YOUR ASSIGNMENT = Among the lines of the data below, count those that hold the word "frame". Answer with the number alone.

MATERIAL FOR THIS EXERCISE =

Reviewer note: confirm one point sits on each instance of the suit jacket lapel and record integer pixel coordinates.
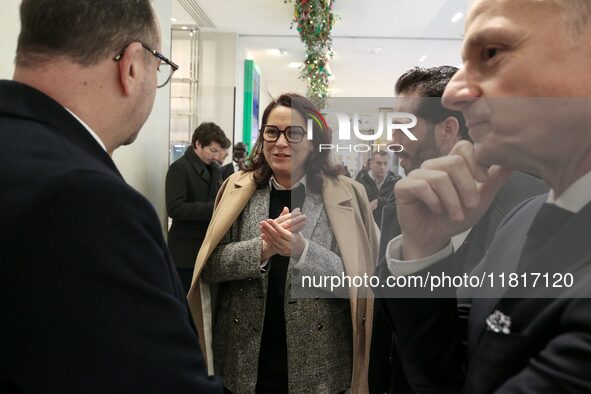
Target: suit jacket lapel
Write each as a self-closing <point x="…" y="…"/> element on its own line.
<point x="17" y="99"/>
<point x="502" y="257"/>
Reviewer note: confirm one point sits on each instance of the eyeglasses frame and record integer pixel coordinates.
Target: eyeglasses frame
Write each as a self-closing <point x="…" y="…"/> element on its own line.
<point x="284" y="132"/>
<point x="173" y="66"/>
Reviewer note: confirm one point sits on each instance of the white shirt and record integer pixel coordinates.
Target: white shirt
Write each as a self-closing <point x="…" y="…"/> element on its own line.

OUTPUT BELOW = 2